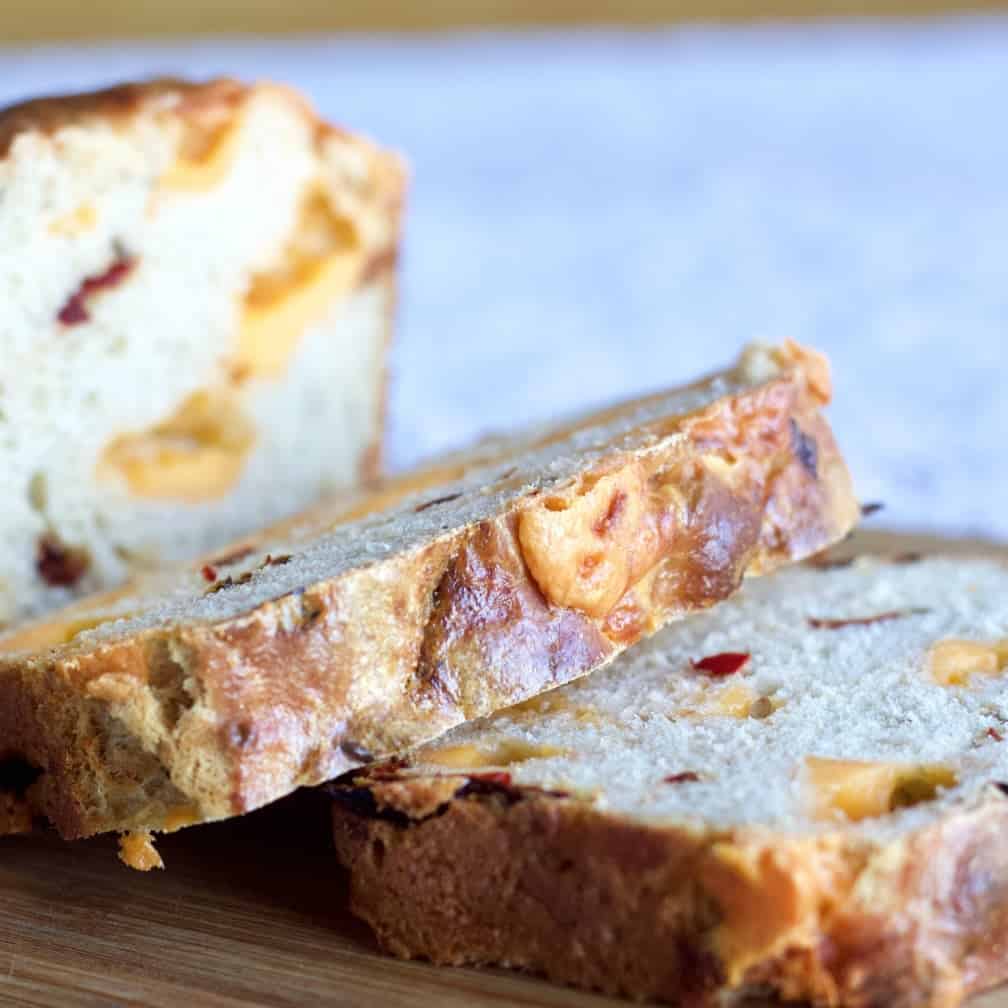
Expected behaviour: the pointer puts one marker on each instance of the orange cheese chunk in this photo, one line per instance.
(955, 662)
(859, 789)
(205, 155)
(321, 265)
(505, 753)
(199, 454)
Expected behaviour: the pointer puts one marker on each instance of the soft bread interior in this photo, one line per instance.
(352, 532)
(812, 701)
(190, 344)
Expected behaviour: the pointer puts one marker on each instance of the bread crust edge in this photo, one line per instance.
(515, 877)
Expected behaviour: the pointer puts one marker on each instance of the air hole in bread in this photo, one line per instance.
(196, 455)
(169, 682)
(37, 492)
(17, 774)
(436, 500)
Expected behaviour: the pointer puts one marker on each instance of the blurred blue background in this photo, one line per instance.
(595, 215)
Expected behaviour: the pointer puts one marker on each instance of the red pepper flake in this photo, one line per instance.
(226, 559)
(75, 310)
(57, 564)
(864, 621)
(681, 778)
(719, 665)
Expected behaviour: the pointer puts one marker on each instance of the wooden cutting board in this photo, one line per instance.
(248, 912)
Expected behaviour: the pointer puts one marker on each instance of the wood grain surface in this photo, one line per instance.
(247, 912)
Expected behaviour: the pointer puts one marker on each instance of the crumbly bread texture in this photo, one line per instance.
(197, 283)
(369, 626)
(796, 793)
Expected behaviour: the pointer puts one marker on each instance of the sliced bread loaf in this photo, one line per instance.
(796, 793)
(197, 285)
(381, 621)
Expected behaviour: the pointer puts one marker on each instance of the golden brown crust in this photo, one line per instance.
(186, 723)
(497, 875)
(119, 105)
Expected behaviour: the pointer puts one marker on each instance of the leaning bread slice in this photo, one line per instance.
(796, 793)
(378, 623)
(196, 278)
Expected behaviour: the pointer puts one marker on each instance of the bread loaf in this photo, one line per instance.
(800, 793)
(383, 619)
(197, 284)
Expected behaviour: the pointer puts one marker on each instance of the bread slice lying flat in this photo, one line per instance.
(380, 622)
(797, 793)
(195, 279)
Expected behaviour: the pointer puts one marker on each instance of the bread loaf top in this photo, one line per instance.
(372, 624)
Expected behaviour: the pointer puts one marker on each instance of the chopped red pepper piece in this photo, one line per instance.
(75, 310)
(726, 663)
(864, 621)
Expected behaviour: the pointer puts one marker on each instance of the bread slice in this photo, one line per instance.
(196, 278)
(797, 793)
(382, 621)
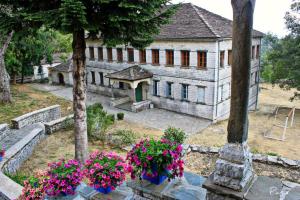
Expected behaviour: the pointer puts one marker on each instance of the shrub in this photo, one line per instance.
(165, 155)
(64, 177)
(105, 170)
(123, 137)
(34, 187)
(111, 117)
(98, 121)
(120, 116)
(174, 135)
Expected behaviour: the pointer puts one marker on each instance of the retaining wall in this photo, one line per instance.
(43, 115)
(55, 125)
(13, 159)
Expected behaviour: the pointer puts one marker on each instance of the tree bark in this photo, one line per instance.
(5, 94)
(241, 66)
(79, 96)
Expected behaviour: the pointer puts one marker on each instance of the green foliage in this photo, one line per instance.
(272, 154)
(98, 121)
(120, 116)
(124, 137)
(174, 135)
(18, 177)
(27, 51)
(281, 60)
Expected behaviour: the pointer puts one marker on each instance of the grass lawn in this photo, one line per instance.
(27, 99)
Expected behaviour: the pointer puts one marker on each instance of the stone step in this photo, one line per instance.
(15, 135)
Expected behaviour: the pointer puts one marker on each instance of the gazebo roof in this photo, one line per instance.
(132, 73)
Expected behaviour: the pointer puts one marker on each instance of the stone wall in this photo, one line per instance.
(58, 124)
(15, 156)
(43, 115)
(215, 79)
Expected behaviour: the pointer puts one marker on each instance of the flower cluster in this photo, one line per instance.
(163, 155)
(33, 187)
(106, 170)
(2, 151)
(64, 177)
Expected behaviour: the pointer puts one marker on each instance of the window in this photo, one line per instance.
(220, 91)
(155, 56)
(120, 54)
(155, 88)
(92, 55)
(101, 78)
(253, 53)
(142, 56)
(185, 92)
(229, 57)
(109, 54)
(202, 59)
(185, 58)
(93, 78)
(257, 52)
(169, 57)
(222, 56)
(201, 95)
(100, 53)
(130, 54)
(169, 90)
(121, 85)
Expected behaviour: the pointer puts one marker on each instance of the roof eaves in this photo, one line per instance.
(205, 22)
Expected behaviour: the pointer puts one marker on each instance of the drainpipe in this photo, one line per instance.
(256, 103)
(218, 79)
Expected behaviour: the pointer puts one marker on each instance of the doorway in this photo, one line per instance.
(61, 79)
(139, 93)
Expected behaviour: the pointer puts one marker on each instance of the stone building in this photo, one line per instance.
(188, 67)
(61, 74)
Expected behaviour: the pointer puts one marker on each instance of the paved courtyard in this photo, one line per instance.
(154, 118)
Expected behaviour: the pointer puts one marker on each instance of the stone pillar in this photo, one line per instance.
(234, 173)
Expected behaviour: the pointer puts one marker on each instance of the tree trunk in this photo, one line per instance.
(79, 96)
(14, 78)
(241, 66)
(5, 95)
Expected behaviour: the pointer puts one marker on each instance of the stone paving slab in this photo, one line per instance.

----

- **WHAT IS REQUIRED**
Please set down each line of the data above exactly as written, without the pictures.

- **WRITTEN SOLUTION**
Expected behaviour: the pointer puts one marker on each instance of the orange cheese chunk in this photo, one line per instance.
(955, 662)
(859, 789)
(205, 155)
(321, 265)
(505, 753)
(199, 454)
Expected behaviour: the pointer puts one marker on each instance of the soft bread interior in this photo, one line per instance.
(352, 532)
(812, 701)
(190, 344)
Expected behaviour: the pointer puts one marker on each instance of the bread crust edge in this photo, one line per instance.
(515, 877)
Expected behaviour: the pointer puts one marker on each instance of the air hole in bread in this photo, one line per instance.
(196, 455)
(169, 682)
(37, 492)
(17, 774)
(436, 500)
Expected behaviour: the pointer puts one marker on each instance of the blurred blue background in this photo, one line per instance.
(595, 215)
Expected behaviour: the pointer puts one marker on each instance of the red pepper flake in this photo, one line per instance.
(226, 559)
(75, 310)
(57, 564)
(864, 621)
(681, 778)
(719, 665)
Expected behaviour: the pointer puts one marker on each instance of the wooden cutting board in this photo, one line per instance.
(248, 912)
Expected behaviour: the pointer puts one marker on each instance of the wood grain surface in this photo, one line per instance.
(247, 912)
Expected behaviour: the pointer puts one marker on each instance of the crumbly bread texture in this photo, one line per instance.
(197, 283)
(369, 626)
(796, 793)
Expected behaviour: the pointer puts one marker on each instance of the sliced bread loaf in this photo, one line per instance.
(796, 793)
(197, 285)
(381, 621)
Expected behaviour: the pointer puts one marker on each instance of the golden brown crust in this photo, one line per instance.
(186, 723)
(497, 875)
(119, 105)
Expected behaviour: the pointer puts one marker on each instance of the leaning bread slice in this photo, one line per instance.
(796, 793)
(378, 623)
(196, 278)
Expected behaviour: the pointer puts one marker on each instance of the bread loaf in this photo, one line per instance.
(800, 793)
(383, 619)
(197, 284)
Expected behaviour: the pointer puts one marker on each instance of the bread slice lying flat in this photo, one line per instance.
(380, 622)
(797, 793)
(195, 279)
Expected behaviour: the pointer puts one marker on each instance of the bread loaf top in this photo, one line per instance.
(372, 624)
Expected behaviour: the pointer puts one marker on each instance of the chopped red pepper piece in this photo, one line per instance.
(75, 310)
(726, 663)
(864, 621)
Expected behaviour: the pointer puts one marker on each instance of the bread slice in this photo, one line per instance.
(196, 278)
(797, 793)
(382, 621)
Expected behaviour: the pointer puts one marker on each instance of the shrub in this photo, one line per instance.
(165, 155)
(64, 177)
(105, 170)
(123, 137)
(34, 187)
(111, 117)
(98, 121)
(120, 116)
(174, 135)
Expected behaviour: the pointer puts one marker on each instance of the retaining wall in this photo, one line per instance.
(43, 115)
(55, 125)
(13, 159)
Expected behaviour: the pointer puts one marker on each instance of the tree bark in this photo, one line per instance.
(5, 94)
(241, 66)
(79, 96)
Expected behaviour: the pointer puts one marker on each instance of the green foliage in this photo, one line per instance.
(272, 154)
(98, 121)
(120, 116)
(124, 137)
(174, 135)
(18, 177)
(27, 51)
(281, 60)
Expected behaviour: the pointer puts one marker on each instance of the grass lawn in this photo, one line per instance.
(27, 99)
Expected behaviour: the pointer puts one marker on each instance of the stone step in this photo, one line per instance.
(15, 135)
Expected behaviour: the pointer puts one marker on each instance of the gazebo roof in this photo, one line per instance.
(132, 73)
Expected behaviour: the pointer puts one marker on each instance of the stone wall in this photo, one line per instance.
(58, 124)
(15, 156)
(43, 115)
(215, 79)
Expected behaviour: the pointer puts one marker on each instance of the flower cluster in this photo, one line per instance.
(163, 155)
(33, 187)
(106, 170)
(2, 151)
(64, 177)
Expected behaviour: the pointer puts one marker on each instance of the window in this photo, one line per instance.
(220, 91)
(155, 56)
(120, 54)
(155, 88)
(92, 55)
(101, 78)
(253, 53)
(142, 56)
(185, 92)
(229, 57)
(109, 54)
(202, 59)
(185, 58)
(93, 78)
(257, 52)
(169, 57)
(222, 56)
(201, 95)
(100, 53)
(130, 54)
(169, 90)
(121, 85)
Expected behaviour: the pointer puts one marker on each instance of the roof eaves in this photo, one line per instance.
(205, 22)
Expected behaviour: the pointer puts one marker on each instance of the drainpipe in this photo, one line per instance.
(256, 103)
(218, 79)
Expected behaviour: the pointer puts one marker on each instance of the doorway in this photo, one line per instance.
(61, 79)
(139, 93)
Expected behaviour: the pointer puts one marker on each instance of the stone building in this photo, one line per instance.
(188, 67)
(61, 74)
Expected behaviour: the pointer puts one marker on each instance of the paved courtyard in this photo, one line per instance.
(154, 118)
Expected behaviour: the pointer puts one marker on each instance of the stone pillar in this photo, one line per instance.
(234, 173)
Expected behaviour: the pointer puts one marker on each instance of the tree trunk in this photo, one line per instance.
(79, 96)
(14, 78)
(241, 66)
(5, 95)
Expected behaviour: the pointer puts one marker on each instance of the stone paving slab in this photo, one line per instance.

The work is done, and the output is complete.